- _Problem 1_:
Can you print the passage on the directors standing for re-election word for word?

- _Passage_:
______

It is the Board's policy that all directors stand for election or re-election at the AGM, which accords with the UK Corporate Governance Code.
Resolutions 5 to 10 propose the re-election of the directors who have served throughout the year and retire from office at the conclusion of the AGM and, being eligible, offer themselves for re-election.
As announced on 5 November 2024, Denise Collis will retire from the Board at the conclusion of the AGM and therefore is not seeking re-election this year. The Board wishes to place on record its sincere appreciation for the significant contribution, guidance and support that Ms Collis has devoted to the Company in her nine years serving on the Board and wishes her every continuing success in her further business endeavours.
Biographical details of each of the directors standing for re-election (including a summary of why the contribution of each director is, and continues to be, important to the Company's long-term sustainable success) are set out below.
David has extensive business and listed company experience, notably in Finance, Audit and Risk. David uses his experience and knowledge to lead the Board in reviewing and approving management's plans for the development of the Company's strategy and operational and financial performance. As Chair of the Nominations Committee, David is also responsible for leading the assessment of the capabilities and skills of the executive and nonexecutive leadership, and for longer-term succession planning.
Most recently, David has been a non-executive director of Dignity plc (until June 2020), Scapa Group plc (until April 2021) and The Go-Ahead Group plc (until October 2022) where, in respect of Dignity and Scapa he served as chair of the audit committee and as a member of the Go-Ahead audit committee and, otherwise in each case, as Senior Independent Director and as a member of the nomination and remuneration committees. He was formerly Chief Financial Officer of Synthomer plc where he was employed for seven years, stepping down in 2015, prior to which he held a number of senior roles within Imperial Chemical Industries plc (ICI). David has also previously served as a member of the Cabinet Office Audit and Risk Committee and on the Board for Actuarial Standards. He is a member of the Institute of Chartered Accountants in England and Wales (ICAEW) and a Fellow of the Association of Corporate Treasurers (ACT).

______

- _Stored rows_:
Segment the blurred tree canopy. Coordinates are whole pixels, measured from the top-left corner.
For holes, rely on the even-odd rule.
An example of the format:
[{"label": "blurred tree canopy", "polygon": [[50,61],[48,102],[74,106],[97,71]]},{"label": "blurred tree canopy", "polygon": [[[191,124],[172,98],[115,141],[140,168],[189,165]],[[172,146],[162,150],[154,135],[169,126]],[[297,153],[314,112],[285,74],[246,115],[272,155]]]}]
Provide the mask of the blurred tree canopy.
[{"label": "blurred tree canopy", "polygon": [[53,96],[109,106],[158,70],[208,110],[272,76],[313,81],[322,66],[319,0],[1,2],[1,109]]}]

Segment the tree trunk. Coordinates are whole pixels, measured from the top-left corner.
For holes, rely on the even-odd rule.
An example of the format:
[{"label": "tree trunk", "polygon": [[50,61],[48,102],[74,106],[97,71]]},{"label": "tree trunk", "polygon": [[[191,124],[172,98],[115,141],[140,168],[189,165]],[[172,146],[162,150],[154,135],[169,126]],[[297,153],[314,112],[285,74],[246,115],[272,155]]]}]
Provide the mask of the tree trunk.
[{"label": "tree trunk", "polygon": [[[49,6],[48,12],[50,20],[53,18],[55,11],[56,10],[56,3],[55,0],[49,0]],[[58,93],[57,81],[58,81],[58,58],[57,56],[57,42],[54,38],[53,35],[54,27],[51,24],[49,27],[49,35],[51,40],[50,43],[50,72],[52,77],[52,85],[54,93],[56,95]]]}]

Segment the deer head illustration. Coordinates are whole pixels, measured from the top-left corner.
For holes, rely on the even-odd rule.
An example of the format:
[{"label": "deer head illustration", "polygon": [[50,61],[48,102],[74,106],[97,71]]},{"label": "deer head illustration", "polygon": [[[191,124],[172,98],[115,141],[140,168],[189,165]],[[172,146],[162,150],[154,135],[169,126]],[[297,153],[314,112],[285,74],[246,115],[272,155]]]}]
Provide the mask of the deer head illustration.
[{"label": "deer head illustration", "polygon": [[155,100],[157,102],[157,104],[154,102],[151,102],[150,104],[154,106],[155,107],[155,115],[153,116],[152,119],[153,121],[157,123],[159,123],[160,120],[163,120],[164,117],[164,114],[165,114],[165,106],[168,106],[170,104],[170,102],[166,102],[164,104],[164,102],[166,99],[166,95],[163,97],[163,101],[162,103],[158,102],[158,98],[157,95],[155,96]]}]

______

- _Problem 2_:
Will you output the lines of the records from the one containing "Segment the deer" through the final line of the records, both included, word for word and nothing else?

- _Full answer 1_:
It is the Board's policy that all directors stand for election or re-election at the AGM, which accords with the UK Corporate Governance Code.
Resolutions 5 to 10 propose the re-election of the directors who have served throughout the year and retire from office at the conclusion of the AGM and, being eligible, offer themselves for re-election.
As announced on 5 November 2024, Denise Collis will retire from the Board at the conclusion of the AGM and therefore is not seeking re-election this year. The Board wishes to place on record its sincere appreciation for the significant contribution, guidance and support that Ms Collis has devoted to the Company in her nine years serving on the Board and wishes her every continuing success in her further business endeavours.
Biographical details of each of the directors standing for re-election (including a summary of why the contribution of each director is, and continues to be, important to the Company's long-term sustainable success) are set out below.
David has extensive business and listed company experience, notably in Finance, Audit and Risk. David uses his experience and knowledge to lead the Board in reviewing and approving management's plans for the development of the Company's strategy and operational and financial performance. As Chair of the Nominations Committee, David is also responsible for leading the assessment of the capabilities and skills of the executive and nonexecutive leadership, and for longer-term succession planning.
Most recently, David has been a non-executive director of Dignity plc (until June 2020), Scapa Group plc (until April 2021) and The Go-Ahead Group plc (until October 2022) where, in respect of Dignity and Scapa he served as chair of the audit committee and as a member of the Go-Ahead audit committee and, otherwise in each case, as Senior Independent Director and as a member of the nomination and remuneration committees. He was formerly Chief Financial Officer of Synthomer plc where he was employed for seven years, stepping down in 2015, prior to which he held a number of senior roles within Imperial Chemical Industries plc (ICI). David has also previously served as a member of the Cabinet Office Audit and Risk Committee and on the Board for Actuarial Standards. He is a member of the Institute of Chartered Accountants in England and Wales (ICAEW) and a Fellow of the Association of Corporate Treasurers (ACT).

- _Full answer 2_:
Segment the deer head illustration. Coordinates are whole pixels, measured from the top-left corner.
For holes, rely on the even-odd rule.
An example of the format:
[{"label": "deer head illustration", "polygon": [[50,61],[48,102],[74,106],[97,71]]},{"label": "deer head illustration", "polygon": [[[191,124],[172,98],[115,141],[140,168],[189,165]],[[172,146],[162,150],[154,135],[169,126]],[[297,153],[314,112],[285,74],[246,115],[272,155]]]}]
Provide the mask of the deer head illustration.
[{"label": "deer head illustration", "polygon": [[155,100],[157,102],[157,104],[154,102],[151,102],[150,104],[154,106],[155,107],[155,115],[153,116],[152,119],[153,121],[157,123],[159,123],[160,120],[163,120],[164,117],[164,114],[165,114],[165,106],[168,106],[170,104],[170,102],[166,102],[164,104],[164,102],[166,99],[166,95],[163,97],[163,101],[162,103],[158,102],[158,98],[157,95],[155,96]]}]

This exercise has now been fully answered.